[start of TEXT PROVIDED]

Climate

A new guide provides recommendations for transportation practitioners who are looking to advance equity in their work.

Written by Amber Trout, Heidy Persaud, Amy Minzner, Bob Dean

Many of us talk about – and even try to – meaningfully center equity in transportation policies and projects. We have a long way to go. To get there, we have to know where we’re starting from and seek opportunities to learn from agencies and organizations that are advancing this practice throughout the country.

To help ourselves and others looking to do better, Barr’s Mobility team commissioned Community Science and the Center for Neighborhood Technology (CNT) to develop a guide that shares promising practices for evaluating the equity impacts of policy decisions in the transportation field. In the following post, the authors of the guide share high-level context and the characteristics that are necessary for agencies who hope to advance equity in their work. Keep reading to access the guide and sign up for the webinar to learn more about the tools.

Decisions in the transportation field have often harmed Black and brown communities: for example, freeway construction destroying Black and brown neighborhoods, federal funding policies for public transit that favor rail expansion to affluent suburban communities rather than urban transit service improvements, land use decisions that focus on polluting truck traffic in communities of color, and inequitable traffic law enforcement. To advance equity, we need to push transportation decisions in a different direction. The Tools for Equitable Mobility Practices Guide describes the landscape of existing equity assessment tools that apply to transportation and mobility decisions.

[end of TEXT PROVIDED]

Reproduce word for word the passage of the post on transportation equity that starts at "Decisions in the transportation field have" and ends at "and mobility decisions.".

[start of GIVEN DATA]

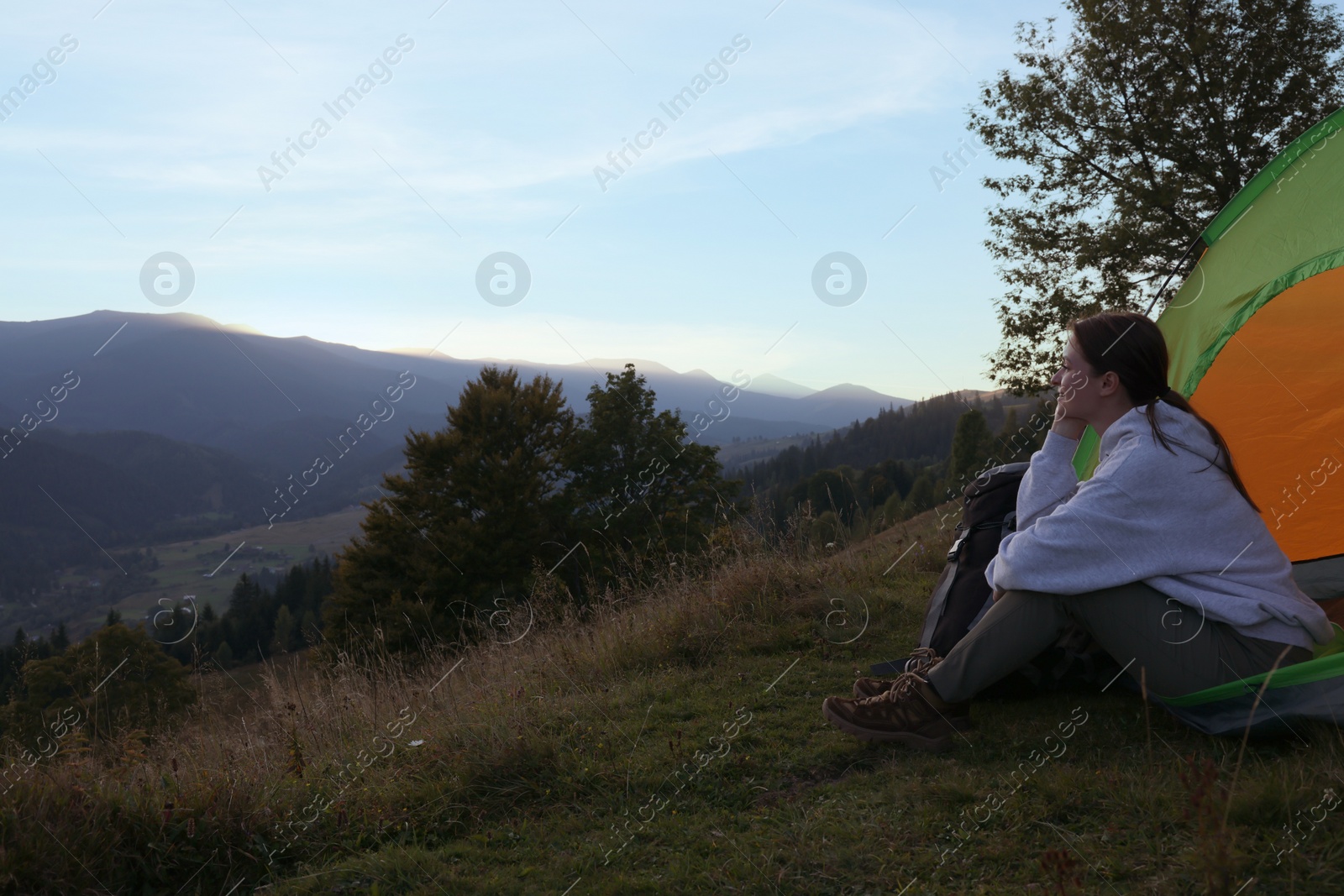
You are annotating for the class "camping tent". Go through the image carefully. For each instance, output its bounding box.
[1074,109,1344,731]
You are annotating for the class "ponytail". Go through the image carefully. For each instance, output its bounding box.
[1068,312,1259,513]
[1144,388,1261,513]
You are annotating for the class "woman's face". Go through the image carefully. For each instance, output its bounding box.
[1050,336,1098,421]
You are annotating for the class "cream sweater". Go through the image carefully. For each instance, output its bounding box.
[985,401,1333,647]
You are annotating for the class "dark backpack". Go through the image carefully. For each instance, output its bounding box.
[919,464,1026,657]
[872,462,1120,699]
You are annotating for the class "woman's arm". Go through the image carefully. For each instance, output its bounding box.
[1010,425,1082,537]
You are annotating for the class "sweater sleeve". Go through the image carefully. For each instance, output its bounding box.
[1016,430,1078,532]
[990,478,1158,594]
[985,430,1078,589]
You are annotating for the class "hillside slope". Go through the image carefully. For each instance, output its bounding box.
[0,515,1344,896]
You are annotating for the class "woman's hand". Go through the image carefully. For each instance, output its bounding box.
[1050,417,1087,442]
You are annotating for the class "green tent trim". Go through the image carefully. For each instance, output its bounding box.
[1174,249,1344,398]
[1200,109,1344,246]
[1074,245,1344,479]
[1073,109,1344,479]
[1161,622,1344,706]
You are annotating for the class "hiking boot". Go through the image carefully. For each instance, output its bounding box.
[853,647,942,700]
[822,672,970,752]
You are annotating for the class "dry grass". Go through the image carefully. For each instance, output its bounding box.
[0,505,938,892]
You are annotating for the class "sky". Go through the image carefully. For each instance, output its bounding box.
[0,0,1060,399]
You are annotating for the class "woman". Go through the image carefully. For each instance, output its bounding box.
[822,313,1333,750]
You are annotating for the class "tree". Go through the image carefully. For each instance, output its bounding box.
[906,470,936,516]
[3,623,197,736]
[948,408,993,493]
[969,0,1344,392]
[270,603,298,652]
[323,365,575,650]
[808,470,855,524]
[564,364,742,589]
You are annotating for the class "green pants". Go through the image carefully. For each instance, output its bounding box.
[929,582,1312,703]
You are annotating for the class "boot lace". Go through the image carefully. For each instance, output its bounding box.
[906,647,942,672]
[858,672,925,705]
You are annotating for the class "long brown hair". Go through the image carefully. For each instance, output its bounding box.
[1068,312,1259,513]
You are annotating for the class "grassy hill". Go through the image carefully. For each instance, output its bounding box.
[0,515,1344,896]
[60,506,367,638]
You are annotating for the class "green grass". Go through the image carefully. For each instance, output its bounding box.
[0,518,1344,896]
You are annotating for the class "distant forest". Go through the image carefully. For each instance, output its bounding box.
[739,394,1042,525]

[end of GIVEN DATA]

**SOLUTION TO THE PROBLEM:**
Decisions in the transportation field have often harmed Black and brown communities: for example, freeway construction destroying Black and brown neighborhoods, federal funding policies for public transit that favor rail expansion to affluent suburban communities rather than urban transit service improvements, land use decisions that focus on polluting truck traffic in communities of color, and inequitable traffic law enforcement. To advance equity, we need to push transportation decisions in a different direction. The Tools for Equitable Mobility Practices Guide describes the landscape of existing equity assessment tools that apply to transportation and mobility decisions.